▶ [Supplied passage]:
☆ ☆ ☆
Five seasons he spent in San Francisco. From punt returns to blocked kicks and the occasional interception — he did it all. One of those interceptions came off the hands of Hall of Famer Joe Namath, who was quoted in the New York Times the next day as he told the reporter, “I felt it was the best pass I’d thrown all day.”

Joe’s best wasn’t quite good enough, though — at least not that day, and not that play. Johnny was there, and the 49ers beat Namath’s Jets by three.

Special honor

For accomplishments like these and a whole lot more, Johnny Fuller is being inducted Saturday into the Museum of the Gulf Coast Sports Hall of Fame. Also joining him is famed sports journalist Charean Williams.

Rockin Sidney Simien and Slim Harpo are being inducted in the Music Hall of Fame.

All are invited to the event, which is scheduled from 2-3 p.m.

Call 409-982-7000 for more information.

Professional football

In a game against the New Orleans Saints, Johnny blocked a field goal that was scooped and scored by his teammate Bruce Taylor, changing the tide of the game.

“They were all down there celebrating and jumping all over Taylor while I was laying on the field with a few cracked ribs. I mean, I was the one who blocked it,” teased Johnny as he recounted the story.

Oh, and those Dallas Cowboys?

Johnny and the 49ers were knocked out of the playoffs by them three years in a row — twice just a game before the Super Bowl.

“That dang Staubach,” said Johnny, with a shake of the head.

Roger Staubach, that is. Hall of Fame quarterback for the Cowboys throughout the entirety of the seventies.

In 1973, Johnny Fuller was sent to New Orleans, tasked with donning the black and gold and holding down the safety position for the same Saints he’d just punished two seasons ago. Those weren’t winning years in New Orleans, but they had their memorable moments behind quarterback Archie Manning.

After three seasons in New Orleans, Johnny hung up his cleats for good and returned to Palo Alto, California, where he still had his house from his years with the Niners.

When asked what he had planned to do after football, Johnny joked, “When I came home I had my bonus, and I went out to the mailbox and got my check every week.”

In reality, he did far more than that in the years leading up to now. Shortly after leaving the NFL he owned a sweeping company in California for six years. Johnny sold that business, moved back to Beaumont and then bought another business.

He spent years as a businessman locally, and then once he’d had enough of that he went back to the football field and coached for the Lumberton Raiders during the 2000s, where he still resides today.
☆ ☆ ☆
▶ [Data provided]:

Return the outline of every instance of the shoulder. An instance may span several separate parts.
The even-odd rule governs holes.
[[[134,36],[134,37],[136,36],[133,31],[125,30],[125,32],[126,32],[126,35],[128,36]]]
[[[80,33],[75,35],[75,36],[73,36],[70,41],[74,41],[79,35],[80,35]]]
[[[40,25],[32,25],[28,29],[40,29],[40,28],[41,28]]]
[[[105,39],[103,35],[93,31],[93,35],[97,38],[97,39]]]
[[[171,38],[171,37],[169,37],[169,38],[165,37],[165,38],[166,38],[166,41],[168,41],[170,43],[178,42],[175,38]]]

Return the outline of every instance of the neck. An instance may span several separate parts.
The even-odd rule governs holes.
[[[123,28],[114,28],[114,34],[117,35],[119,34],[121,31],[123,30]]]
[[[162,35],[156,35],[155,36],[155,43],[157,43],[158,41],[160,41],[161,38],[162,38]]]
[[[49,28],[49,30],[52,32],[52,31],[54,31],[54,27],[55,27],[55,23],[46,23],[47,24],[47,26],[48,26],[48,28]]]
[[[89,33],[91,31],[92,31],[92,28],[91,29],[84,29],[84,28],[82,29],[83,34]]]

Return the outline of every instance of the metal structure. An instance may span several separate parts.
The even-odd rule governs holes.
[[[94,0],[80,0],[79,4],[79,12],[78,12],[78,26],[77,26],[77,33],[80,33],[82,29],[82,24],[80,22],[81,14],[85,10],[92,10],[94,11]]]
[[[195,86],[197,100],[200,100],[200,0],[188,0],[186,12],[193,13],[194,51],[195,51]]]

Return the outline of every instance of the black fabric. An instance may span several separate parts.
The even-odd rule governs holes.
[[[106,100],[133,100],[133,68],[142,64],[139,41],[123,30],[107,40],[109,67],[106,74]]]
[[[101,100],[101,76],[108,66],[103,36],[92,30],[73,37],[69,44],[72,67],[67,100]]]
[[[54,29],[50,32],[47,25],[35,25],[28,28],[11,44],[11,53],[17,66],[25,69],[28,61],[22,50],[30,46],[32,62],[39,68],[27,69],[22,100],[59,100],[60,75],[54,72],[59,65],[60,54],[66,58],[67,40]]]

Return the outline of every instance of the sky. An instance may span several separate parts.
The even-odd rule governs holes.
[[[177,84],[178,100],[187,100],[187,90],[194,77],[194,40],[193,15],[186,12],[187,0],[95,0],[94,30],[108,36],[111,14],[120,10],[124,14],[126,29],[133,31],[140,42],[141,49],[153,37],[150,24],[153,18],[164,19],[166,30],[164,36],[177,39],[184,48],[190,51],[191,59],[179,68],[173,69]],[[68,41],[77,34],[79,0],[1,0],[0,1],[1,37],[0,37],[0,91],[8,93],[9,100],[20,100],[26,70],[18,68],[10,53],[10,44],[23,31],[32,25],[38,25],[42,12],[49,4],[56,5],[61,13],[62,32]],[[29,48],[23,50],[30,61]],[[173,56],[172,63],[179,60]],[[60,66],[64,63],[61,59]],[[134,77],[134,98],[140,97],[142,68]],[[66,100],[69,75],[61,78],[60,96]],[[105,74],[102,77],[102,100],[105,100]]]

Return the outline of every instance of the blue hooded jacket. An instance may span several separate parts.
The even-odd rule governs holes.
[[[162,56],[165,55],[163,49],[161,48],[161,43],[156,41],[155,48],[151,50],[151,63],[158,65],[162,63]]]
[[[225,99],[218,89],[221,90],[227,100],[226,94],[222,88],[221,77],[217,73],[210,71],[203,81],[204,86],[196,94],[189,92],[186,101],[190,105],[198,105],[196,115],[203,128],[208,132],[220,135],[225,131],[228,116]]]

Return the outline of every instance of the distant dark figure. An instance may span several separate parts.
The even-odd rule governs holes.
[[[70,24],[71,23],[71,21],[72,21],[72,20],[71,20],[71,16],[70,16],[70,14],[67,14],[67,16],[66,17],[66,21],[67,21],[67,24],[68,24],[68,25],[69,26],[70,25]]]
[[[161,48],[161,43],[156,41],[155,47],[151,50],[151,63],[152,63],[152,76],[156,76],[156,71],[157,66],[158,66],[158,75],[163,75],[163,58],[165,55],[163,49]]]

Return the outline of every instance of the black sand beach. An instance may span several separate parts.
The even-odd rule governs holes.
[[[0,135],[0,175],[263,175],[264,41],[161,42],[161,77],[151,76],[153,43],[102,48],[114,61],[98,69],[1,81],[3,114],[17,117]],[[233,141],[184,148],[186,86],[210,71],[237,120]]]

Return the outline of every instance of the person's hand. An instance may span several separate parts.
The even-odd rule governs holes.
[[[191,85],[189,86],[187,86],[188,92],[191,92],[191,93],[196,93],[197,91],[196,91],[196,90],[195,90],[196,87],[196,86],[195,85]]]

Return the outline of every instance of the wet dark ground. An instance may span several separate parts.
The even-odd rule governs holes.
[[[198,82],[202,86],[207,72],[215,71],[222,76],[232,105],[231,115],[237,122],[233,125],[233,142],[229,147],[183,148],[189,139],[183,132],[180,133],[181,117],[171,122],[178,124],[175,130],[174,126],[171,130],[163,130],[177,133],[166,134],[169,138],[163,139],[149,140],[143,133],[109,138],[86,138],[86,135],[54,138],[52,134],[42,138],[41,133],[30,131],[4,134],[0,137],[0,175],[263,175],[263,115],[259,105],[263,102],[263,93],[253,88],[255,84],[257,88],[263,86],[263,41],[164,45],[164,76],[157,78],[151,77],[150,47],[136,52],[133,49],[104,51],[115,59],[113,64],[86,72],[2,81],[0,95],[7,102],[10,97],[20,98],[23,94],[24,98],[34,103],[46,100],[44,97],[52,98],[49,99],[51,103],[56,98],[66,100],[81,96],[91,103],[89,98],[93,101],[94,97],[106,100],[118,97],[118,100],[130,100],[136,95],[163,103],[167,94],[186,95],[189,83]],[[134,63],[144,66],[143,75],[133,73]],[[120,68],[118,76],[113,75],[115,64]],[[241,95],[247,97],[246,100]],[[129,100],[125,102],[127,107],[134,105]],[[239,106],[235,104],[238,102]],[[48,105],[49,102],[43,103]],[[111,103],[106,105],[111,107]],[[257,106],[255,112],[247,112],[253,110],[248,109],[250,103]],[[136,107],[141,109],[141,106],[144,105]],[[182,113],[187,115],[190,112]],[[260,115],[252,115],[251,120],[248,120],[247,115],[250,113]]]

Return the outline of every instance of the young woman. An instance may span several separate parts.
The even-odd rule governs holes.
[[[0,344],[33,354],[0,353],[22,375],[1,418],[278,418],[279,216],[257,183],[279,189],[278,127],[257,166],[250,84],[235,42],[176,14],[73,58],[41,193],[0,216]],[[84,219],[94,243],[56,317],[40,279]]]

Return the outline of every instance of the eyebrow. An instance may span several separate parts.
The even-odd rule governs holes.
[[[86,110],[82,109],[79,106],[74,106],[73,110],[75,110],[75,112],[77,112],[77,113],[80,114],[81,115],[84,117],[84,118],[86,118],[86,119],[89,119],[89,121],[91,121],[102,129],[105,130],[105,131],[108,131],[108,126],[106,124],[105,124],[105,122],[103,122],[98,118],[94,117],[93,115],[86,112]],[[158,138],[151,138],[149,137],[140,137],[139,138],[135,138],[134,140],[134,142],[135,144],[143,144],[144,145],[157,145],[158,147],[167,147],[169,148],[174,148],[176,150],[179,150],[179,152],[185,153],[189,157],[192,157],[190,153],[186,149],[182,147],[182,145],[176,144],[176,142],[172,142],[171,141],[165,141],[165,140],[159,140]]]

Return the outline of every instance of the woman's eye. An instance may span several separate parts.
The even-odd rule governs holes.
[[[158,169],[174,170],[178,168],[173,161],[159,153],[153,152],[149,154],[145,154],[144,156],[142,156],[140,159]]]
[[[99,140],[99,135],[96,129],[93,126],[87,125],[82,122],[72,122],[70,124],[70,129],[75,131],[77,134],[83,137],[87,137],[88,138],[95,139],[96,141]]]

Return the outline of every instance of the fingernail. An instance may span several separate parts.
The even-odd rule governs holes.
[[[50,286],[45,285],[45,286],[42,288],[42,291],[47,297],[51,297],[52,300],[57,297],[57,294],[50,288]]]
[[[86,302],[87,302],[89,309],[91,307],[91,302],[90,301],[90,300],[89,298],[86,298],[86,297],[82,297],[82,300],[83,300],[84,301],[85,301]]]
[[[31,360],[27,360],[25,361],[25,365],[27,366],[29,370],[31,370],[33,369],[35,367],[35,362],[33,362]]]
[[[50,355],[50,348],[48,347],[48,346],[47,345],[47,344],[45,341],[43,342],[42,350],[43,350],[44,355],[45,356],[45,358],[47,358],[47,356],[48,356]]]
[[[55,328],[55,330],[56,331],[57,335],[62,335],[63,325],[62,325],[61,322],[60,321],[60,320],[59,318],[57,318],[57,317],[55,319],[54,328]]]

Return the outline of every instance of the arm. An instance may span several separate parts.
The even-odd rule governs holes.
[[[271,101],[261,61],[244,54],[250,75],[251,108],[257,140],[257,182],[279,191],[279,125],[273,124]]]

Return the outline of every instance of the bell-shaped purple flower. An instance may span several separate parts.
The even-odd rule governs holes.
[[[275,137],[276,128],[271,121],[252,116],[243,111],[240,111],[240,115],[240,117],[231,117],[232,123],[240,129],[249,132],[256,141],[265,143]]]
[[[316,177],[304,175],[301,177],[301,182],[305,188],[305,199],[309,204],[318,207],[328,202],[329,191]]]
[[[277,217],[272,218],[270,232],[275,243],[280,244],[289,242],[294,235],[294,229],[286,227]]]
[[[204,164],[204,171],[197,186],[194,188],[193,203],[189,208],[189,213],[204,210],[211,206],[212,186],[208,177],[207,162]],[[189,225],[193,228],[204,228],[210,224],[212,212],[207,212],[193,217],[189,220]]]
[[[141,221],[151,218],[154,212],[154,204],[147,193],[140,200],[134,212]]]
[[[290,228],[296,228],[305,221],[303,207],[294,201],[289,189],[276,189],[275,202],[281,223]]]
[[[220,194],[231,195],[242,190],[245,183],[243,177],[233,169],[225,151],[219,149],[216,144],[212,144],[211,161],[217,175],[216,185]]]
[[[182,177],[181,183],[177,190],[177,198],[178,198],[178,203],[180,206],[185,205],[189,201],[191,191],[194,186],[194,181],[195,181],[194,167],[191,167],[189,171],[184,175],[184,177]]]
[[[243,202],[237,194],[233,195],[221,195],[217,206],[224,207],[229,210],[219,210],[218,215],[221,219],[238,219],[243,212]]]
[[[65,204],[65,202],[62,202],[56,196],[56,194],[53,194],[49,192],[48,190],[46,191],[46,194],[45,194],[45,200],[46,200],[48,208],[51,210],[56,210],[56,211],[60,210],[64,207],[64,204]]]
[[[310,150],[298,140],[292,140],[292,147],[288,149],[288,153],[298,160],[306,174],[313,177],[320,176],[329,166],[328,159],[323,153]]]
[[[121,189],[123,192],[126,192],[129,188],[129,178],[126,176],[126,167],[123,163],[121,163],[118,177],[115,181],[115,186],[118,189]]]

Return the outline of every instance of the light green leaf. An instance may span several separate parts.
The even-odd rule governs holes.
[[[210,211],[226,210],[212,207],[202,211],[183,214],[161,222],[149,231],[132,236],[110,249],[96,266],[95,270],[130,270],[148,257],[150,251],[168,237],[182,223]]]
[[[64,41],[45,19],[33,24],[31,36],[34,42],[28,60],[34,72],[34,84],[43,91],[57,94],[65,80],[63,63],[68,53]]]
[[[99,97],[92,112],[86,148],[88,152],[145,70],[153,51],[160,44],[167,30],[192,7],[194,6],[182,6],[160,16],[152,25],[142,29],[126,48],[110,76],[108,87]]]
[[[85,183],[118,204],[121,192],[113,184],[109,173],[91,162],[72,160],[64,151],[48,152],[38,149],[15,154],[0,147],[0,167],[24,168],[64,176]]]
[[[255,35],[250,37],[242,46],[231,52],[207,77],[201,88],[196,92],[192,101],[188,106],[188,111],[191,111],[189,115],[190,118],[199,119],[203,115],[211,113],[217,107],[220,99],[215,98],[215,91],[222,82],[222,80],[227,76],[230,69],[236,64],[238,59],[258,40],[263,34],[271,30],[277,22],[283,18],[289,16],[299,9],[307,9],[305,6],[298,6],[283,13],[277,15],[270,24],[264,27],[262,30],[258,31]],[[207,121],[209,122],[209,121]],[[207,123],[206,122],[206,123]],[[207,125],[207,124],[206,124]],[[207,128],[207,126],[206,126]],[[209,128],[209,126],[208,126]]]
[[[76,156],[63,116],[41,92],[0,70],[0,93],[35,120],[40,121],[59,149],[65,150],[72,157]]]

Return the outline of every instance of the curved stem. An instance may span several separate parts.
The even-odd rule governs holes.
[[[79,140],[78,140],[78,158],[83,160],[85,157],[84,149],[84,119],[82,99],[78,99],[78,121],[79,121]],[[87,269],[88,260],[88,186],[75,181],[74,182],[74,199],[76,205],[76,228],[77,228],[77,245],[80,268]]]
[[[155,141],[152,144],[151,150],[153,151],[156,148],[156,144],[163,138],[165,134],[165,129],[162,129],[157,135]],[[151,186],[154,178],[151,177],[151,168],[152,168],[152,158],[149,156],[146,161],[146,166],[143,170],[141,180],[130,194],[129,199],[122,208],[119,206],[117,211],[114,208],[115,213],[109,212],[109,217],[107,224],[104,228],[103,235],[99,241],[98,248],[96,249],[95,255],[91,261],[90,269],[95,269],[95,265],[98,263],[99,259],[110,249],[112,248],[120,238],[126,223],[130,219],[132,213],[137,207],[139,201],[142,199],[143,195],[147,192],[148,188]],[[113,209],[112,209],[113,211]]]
☆ ☆ ☆
▶ [Your task]:
Answer these questions using the Johnny Fuller article above:
1. By how many points did the 49ers beat Namath's Jets?
2. Which teammate scooped and scored the field goal Johnny blocked against the New Orleans Saints?
3. For how many years did Johnny own a sweeping company in California?

▶ [Exercise response]:
1. Three
2. Bruce Taylor
3. Six